What lessons can students learn from the past in their attempts to make a better world today?

Introduction

Whitney Gaskill teaches a combined class of 4th and 5th graders in Silverton, Colorado. They are not only the only twelve students of their age group in the single K-12 school in Silverton, they are the only 4th and 5th graders in all of San Juan County. They live at 9,318 feet in a small isolated mountain town, separated from the outside world on both sides by high mountain passes. Ms. Gaskill’s class was fortunate to be selected as a Better World Project, a national initiative by EL Education to fund real world projects that have the potential to create positive change. When Silverton students learned that they had been selected, they were challenged to find lessons from Colorado's past that could provide insight in to how to have a better future and share it with their community.

Silverton School is the only school in San Juan County. This K-12 public school serves roughly seventy students.

In the Spring of 2018, my fourth and fifth grade class took a deep dive in to the world of becoming real historians. They set out to discover what had happened to diverse groups of people that contributed to our state, but were sometimes left out of the Colorado story as it is typically represented. They combined class work with an extensive week-long road trip of Colorado. The deeper they dug, the more they had to grapple with the fact that not all of history is pretty, and sometimes the most difficult parts are even covered up. They took this knowledge as a jumping off place to bring to light a little told story in our own community of Silverton, Colorado: the violent expulsion of all Chinese immigrants in 1902. After searching our local museum and archives and coming up with nothing, they decided this story needed to told. They wrote to the Colorado Historical Society, advocating for artifacts to be donated to our local museum. They rebuilt Chinese gardens in town that were previously relegated to the furthest outskirts. And they presented all their findings at a grand opening of their exhibit with a play of historical fiction. They truly became history heroes!

"We were honored to donate artifacts to this student project. I was amazed by the interest the students showed in this topic." -James Peterson, Assistant Curator of Artifacts, History Colorado Center
Students with their exhibit and project partners from the History Colorado Center and the San Juan County Historical Society Museum.
Students perform a play of historical fiction to a packed house at the Grand Opening of their exhibit on Chinese Americans at the San Juan County Historical Museum.

Enjoy a short video about the beginning of their learning adventure here:

You can see how these projects came together to contribute to a better world in the second video feature here:

Purpose

America is famous for being an amalgamation of cultures from all over the world, but in our small, isolated mountain town in Southwestern Colorado, this is not always readily apparent. Most of my twelve students have been going to school together their whole lives. Starting in January, I began teaching Colorado history. This content is an amazing opportunity to open my students’ eyes beyond our tiny town and begin to appreciate the diversity that has made our state what it is today. Not only did my students learn about various cultures, they saw the conflict, violence, and injustice that has occurred when different cultures clash. Ultimately, studying Colorado history through the lens of diversity provided my students with the understanding that learning how to live in a diverse world has been of central importance throughout history and only becomes more relevant today.

◆ DATA LISTING:

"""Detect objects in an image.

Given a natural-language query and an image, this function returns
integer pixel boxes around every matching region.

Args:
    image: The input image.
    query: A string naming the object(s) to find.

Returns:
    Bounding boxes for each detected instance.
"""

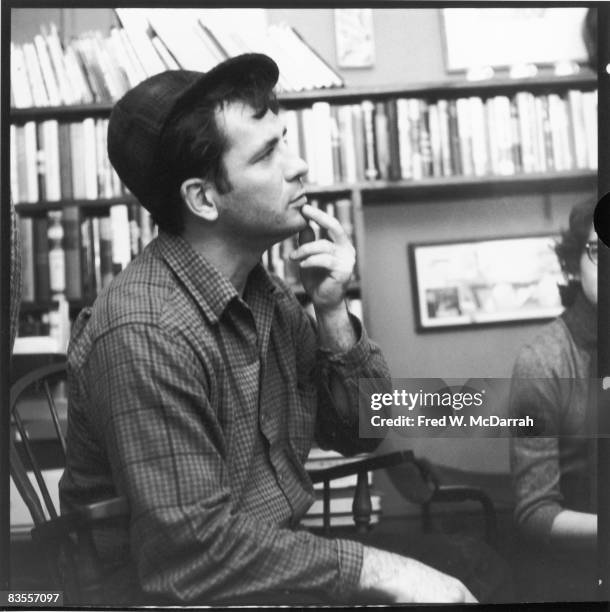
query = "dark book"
[375,102,390,180]
[33,216,51,302]
[447,100,462,176]
[63,206,83,300]
[385,98,401,181]
[18,217,36,302]
[330,106,345,183]
[59,123,74,200]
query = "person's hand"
[290,204,356,310]
[359,546,477,603]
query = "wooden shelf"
[358,170,597,205]
[9,71,597,123]
[15,170,597,216]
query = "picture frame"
[441,6,588,72]
[408,234,564,332]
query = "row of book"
[10,117,126,203]
[10,89,597,207]
[301,446,381,528]
[284,89,597,185]
[19,199,354,303]
[10,8,343,108]
[19,204,155,304]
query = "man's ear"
[180,178,218,221]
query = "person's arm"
[509,347,597,547]
[291,205,391,454]
[550,510,597,550]
[83,323,464,604]
[82,323,362,603]
[359,547,477,603]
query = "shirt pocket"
[288,383,318,461]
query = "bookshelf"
[10,68,597,350]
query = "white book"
[23,121,40,202]
[583,91,597,170]
[34,34,62,106]
[568,89,589,169]
[42,119,61,202]
[307,489,381,515]
[281,110,302,156]
[81,117,99,200]
[301,512,381,529]
[515,91,536,173]
[44,23,79,104]
[11,42,33,108]
[64,46,94,104]
[337,104,358,183]
[9,124,19,202]
[22,43,50,106]
[148,9,218,72]
[312,102,335,185]
[112,28,148,87]
[468,96,489,176]
[114,8,165,76]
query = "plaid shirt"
[60,232,389,603]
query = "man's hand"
[359,546,477,603]
[290,204,356,311]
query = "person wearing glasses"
[509,202,598,599]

◆ ACTIONS TO TAKE:
- A) List every distinct name of an organization or institution in the Silverton class project page, spelled as it appears there.
- B) Write out the part of the Silverton class project page from "Introduction" to "with their community.", word for word.

◆ RESPONSES:
- A)
EL Education
Silverton School
Colorado Historical Society
History Colorado Center
San Juan County Historical Society Museum
San Juan County Historical Museum

- B)
Introduction

Whitney Gaskill teaches a combined class of 4th and 5th graders in Silverton, Colorado. They are not only the only twelve students of their age group in the single K-12 school in Silverton, they are the only 4th and 5th graders in all of San Juan County. They live at 9,318 feet in a small isolated mountain town, separated from the outside world on both sides by high mountain passes. Ms. Gaskill’s class was fortunate to be selected as a Better World Project, a national initiative by EL Education to fund real world projects that have the potential to create positive change. When Silverton students learned that they had been selected, they were challenged to find lessons from Colorado's past that could provide insight in to how to have a better future and share it with their community.